What is being asked: Could you output every record below exactly as it appears?

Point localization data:
┄┄┄┄┄┄┄┄┄┄
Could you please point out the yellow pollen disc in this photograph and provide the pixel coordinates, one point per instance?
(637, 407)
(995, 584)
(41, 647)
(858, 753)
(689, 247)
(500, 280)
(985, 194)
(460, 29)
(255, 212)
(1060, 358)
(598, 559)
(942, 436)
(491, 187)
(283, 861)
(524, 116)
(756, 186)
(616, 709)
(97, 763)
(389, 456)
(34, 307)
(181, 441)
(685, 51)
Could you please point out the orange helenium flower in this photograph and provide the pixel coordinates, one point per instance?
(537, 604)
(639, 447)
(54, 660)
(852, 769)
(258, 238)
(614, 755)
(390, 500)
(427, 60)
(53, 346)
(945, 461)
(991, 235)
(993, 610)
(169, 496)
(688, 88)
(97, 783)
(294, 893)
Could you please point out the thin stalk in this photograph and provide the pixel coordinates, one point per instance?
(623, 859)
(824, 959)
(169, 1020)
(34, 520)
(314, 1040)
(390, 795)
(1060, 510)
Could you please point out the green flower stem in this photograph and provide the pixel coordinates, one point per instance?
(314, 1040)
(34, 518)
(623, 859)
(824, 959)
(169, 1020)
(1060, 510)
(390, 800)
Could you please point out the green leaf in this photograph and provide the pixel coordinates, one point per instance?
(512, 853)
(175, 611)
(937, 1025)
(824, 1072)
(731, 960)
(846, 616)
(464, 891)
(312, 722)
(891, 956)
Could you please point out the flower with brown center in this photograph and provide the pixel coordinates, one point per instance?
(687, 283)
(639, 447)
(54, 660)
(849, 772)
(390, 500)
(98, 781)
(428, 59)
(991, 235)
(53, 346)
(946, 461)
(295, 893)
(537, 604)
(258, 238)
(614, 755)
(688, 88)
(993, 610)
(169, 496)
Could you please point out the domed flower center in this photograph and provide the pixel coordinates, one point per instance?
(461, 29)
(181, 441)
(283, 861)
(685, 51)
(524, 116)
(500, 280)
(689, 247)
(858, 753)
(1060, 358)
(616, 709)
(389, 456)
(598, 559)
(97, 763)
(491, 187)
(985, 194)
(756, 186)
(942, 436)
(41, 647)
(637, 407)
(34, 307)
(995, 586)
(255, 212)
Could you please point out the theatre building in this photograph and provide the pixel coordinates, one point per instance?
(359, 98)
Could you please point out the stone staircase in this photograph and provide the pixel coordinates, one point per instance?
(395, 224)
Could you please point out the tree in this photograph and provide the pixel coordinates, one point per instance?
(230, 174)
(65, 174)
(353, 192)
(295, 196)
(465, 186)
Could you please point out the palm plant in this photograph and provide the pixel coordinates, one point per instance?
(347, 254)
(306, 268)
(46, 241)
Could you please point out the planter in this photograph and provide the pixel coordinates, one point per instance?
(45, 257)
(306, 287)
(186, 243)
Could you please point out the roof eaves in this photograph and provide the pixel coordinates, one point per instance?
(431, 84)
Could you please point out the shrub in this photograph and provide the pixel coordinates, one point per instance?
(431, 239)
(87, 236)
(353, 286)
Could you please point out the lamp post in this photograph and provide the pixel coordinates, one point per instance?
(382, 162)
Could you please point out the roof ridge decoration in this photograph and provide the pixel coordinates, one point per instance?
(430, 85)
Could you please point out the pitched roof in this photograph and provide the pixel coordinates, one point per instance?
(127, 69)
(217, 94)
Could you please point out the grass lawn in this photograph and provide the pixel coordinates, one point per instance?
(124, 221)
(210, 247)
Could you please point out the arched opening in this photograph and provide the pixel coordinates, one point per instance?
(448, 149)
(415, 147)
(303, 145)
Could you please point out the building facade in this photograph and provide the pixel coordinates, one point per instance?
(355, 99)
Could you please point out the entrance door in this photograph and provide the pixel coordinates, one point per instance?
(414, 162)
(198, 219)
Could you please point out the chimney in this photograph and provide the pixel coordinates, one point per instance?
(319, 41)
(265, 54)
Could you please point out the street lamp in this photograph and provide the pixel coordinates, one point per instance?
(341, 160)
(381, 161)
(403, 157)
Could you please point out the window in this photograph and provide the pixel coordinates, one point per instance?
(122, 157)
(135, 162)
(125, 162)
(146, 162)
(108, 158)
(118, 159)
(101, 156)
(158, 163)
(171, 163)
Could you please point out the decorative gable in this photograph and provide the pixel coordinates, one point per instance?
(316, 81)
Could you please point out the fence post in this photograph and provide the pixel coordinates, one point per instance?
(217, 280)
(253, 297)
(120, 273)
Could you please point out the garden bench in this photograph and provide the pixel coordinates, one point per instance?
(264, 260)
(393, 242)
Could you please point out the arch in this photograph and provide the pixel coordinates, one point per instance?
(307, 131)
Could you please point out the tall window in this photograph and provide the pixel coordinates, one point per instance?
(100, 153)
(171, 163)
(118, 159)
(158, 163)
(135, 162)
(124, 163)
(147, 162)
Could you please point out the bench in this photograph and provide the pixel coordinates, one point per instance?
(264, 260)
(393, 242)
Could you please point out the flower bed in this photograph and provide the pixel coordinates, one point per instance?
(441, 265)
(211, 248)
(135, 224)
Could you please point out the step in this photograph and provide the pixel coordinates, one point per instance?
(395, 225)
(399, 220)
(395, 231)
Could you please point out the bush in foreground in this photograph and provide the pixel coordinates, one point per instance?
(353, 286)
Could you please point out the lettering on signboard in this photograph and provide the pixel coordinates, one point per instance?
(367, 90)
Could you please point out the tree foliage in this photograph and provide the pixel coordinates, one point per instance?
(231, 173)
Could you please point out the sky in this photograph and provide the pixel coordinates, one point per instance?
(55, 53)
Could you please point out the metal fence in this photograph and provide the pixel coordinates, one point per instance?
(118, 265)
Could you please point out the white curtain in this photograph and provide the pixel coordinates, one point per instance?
┄┄┄┄┄┄┄┄┄┄
Reply to the exercise:
Could you please point out the yellow pollen disc in this photograph and provide the pixel coordinates, one point per instance?
(637, 407)
(995, 584)
(41, 647)
(858, 753)
(689, 247)
(500, 280)
(985, 194)
(460, 29)
(255, 212)
(1060, 358)
(598, 559)
(942, 436)
(491, 187)
(283, 861)
(524, 116)
(756, 186)
(616, 709)
(97, 763)
(389, 456)
(34, 307)
(181, 441)
(685, 51)
Could you please point out the orange helenium flower in this photograph and provide the pixel coordinates, one point per instance?
(537, 604)
(639, 447)
(54, 660)
(852, 769)
(258, 238)
(614, 755)
(390, 500)
(427, 60)
(53, 346)
(945, 461)
(991, 235)
(993, 610)
(169, 496)
(688, 88)
(97, 783)
(294, 893)
Could you please point out the thin stalk in this photograph and provide the pixel coordinates, one point per instance?
(623, 859)
(824, 959)
(169, 1020)
(34, 520)
(314, 1040)
(390, 795)
(1060, 510)
Could you please point out the green flower stem in this photograph and provide the pixel coordinates, one point per instance?
(314, 1040)
(34, 518)
(623, 859)
(824, 959)
(169, 1020)
(1060, 510)
(390, 800)
Could you please point out the green leaf in this photograph and provide the pixel coordinates, one point per instance?
(512, 853)
(175, 611)
(937, 1025)
(824, 1072)
(731, 960)
(846, 616)
(464, 891)
(312, 722)
(891, 956)
Could you please point out the flower with brown center in this photograph and provide the pixel coordinates, one point per instance?
(687, 283)
(639, 447)
(54, 660)
(849, 772)
(390, 500)
(98, 781)
(428, 59)
(991, 235)
(53, 346)
(946, 461)
(295, 893)
(537, 604)
(258, 238)
(614, 755)
(688, 88)
(993, 610)
(169, 496)
Could you please point out the domed flower center in this photograph and provide the pixel coordinates, one point per instance?
(461, 29)
(181, 441)
(283, 861)
(685, 51)
(524, 116)
(500, 280)
(689, 247)
(858, 753)
(1060, 358)
(616, 709)
(389, 456)
(598, 559)
(97, 763)
(491, 187)
(985, 194)
(756, 186)
(942, 436)
(41, 647)
(637, 407)
(34, 307)
(995, 586)
(255, 212)
Could you please point out the theatre building in this photograph and provide the pixel coordinates, one point per instance?
(359, 98)
Could you please point out the stone staircase in this photograph and provide the pixel coordinates, one point per instance?
(395, 224)
Could you please point out the tree in this photograph and provide the pixel coordinates, one point per instance?
(230, 174)
(65, 174)
(353, 192)
(295, 196)
(465, 186)
Could you please point out the palm plant in this photograph and provide the pixel coordinates, one point per instance?
(347, 254)
(306, 268)
(46, 241)
Could you please point out the planter in this photograph and provide the pixel coordinates, one point per instance?
(45, 257)
(306, 287)
(186, 243)
Could you please point out the roof eaves in this photograph and provide the pixel coordinates, one point per instance?
(431, 84)
Could you please point out the shrub in this photograph and provide the pixel coordinates, one point per instance?
(431, 239)
(87, 236)
(353, 286)
Could you please point out the lamp post in this photograph and provide the pixel coordinates, one point per instance?
(382, 162)
Could you please point out the roof ridge decoration in this photograph and provide the pixel coordinates, one point per instance?
(430, 85)
Could you please point out the pitched roof in this photograph and provide the pixel coordinates, one point per instance?
(127, 69)
(217, 94)
Could you please point out the grass lawn in this photograph and provide the pixel coordinates, one point per instance?
(124, 221)
(210, 247)
Could you please point out the arched opening in this photograph and provide the pixel coordinates, one point per instance?
(448, 149)
(415, 147)
(303, 145)
Could you please point out the building facade in this photograph and provide the pixel coordinates, one point per instance?
(355, 99)
Could you please point out the entrance door in this photograph and provide the pixel coordinates, one point per instance?
(414, 162)
(198, 219)
Could you please point out the chimney in this photograph and provide the pixel coordinates, one point per instance?
(319, 41)
(265, 54)
Could you please point out the street lamp in this photograph and provide the pixel coordinates, one point per instance?
(341, 160)
(381, 161)
(403, 157)
Could you please point out the window in this photograph and provide the pixel coordinates, one point per instance?
(122, 157)
(135, 162)
(125, 162)
(146, 162)
(108, 158)
(118, 159)
(101, 156)
(158, 163)
(171, 163)
Could you please point out the decorative gable in this photograph and provide the pixel coordinates, one point per instance?
(316, 81)
Could you please point out the fence post in this photograph and provide the pixel coordinates, one point per instance?
(217, 280)
(253, 297)
(120, 273)
Could you please point out the garden bench in this photograph and provide the pixel coordinates, one point per instance?
(264, 260)
(393, 242)
Could you please point out the arch in this photograph and provide the pixel coordinates, one point per instance?
(307, 131)
Could you please point out the tall window in this photograph and provide the pixel coordinates, one point per instance?
(100, 153)
(171, 163)
(118, 159)
(158, 163)
(135, 162)
(124, 163)
(147, 162)
Could you please point out the bench in this photograph and provide the pixel coordinates, one point per instance?
(264, 260)
(393, 242)
Could you please point out the flower bed in this photograph and provide the pixel coordinates, one point per instance?
(441, 265)
(211, 248)
(135, 224)
Could you please point out the step in this photograph and provide the pixel coordinates, one point per instance?
(395, 225)
(399, 220)
(395, 231)
Could you please point out the bush in foreground in this photograph and provide the pixel coordinates, one point per instance?
(353, 286)
Could you please point out the lettering on signboard in this photograph and provide the pixel coordinates, one point per instance?
(367, 90)
Could you please point out the tree foliage in this photograph and provide the pixel coordinates, one point per instance?
(231, 173)
Could you please point out the sky in this photograph and provide the pixel coordinates, one point per instance?
(55, 53)
Could you please point out the metal fence in this photograph and provide the pixel coordinates, one point per instance?
(118, 265)
Could you please point out the white curtain in this photograph and provide the pixel coordinates, one point per instance?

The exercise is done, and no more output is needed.